Action item: Starting at the line that contains "# locate the handrail: one", repeat each line exactly until the records end, keeping both the first and the last.

Exercise input:
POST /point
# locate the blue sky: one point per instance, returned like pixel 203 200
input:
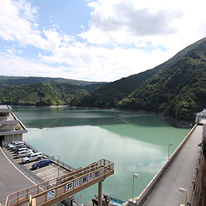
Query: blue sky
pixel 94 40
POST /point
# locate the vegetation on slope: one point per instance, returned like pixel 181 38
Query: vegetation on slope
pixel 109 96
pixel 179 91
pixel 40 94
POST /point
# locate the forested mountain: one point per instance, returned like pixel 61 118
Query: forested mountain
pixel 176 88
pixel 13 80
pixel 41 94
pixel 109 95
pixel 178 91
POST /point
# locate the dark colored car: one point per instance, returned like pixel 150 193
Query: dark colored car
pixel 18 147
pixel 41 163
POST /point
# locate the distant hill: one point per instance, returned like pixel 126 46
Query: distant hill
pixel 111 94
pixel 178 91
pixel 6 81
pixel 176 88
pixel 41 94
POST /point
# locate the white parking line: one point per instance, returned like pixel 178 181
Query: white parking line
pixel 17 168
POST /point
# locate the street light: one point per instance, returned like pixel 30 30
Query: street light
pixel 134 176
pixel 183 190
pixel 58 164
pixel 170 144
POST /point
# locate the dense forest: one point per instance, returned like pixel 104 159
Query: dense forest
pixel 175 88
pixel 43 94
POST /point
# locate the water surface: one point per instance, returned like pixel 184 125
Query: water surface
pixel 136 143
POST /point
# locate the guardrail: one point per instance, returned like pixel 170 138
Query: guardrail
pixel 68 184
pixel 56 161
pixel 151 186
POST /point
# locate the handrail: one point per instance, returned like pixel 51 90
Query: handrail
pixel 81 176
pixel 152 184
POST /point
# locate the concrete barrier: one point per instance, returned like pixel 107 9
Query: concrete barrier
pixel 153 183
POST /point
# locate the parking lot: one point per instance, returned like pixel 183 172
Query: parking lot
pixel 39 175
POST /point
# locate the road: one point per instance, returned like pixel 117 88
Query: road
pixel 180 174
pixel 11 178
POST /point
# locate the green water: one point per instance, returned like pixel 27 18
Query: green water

Response:
# locate the handrail: one point per instance, returned like pixel 51 90
Query: handrail
pixel 81 176
pixel 152 184
POST /point
# locate the concrete barrier: one point per instance, returned like pixel 107 9
Query: concrete barrier
pixel 153 183
POST /point
# locate the parking lot: one point per instance, returned like pixel 183 172
Query: parking lot
pixel 39 175
POST /point
# locate the road: one point per instance, returned like pixel 117 88
Query: road
pixel 180 174
pixel 11 178
POST /point
# locate the green water: one point per instance, returned like pixel 27 18
Query: green water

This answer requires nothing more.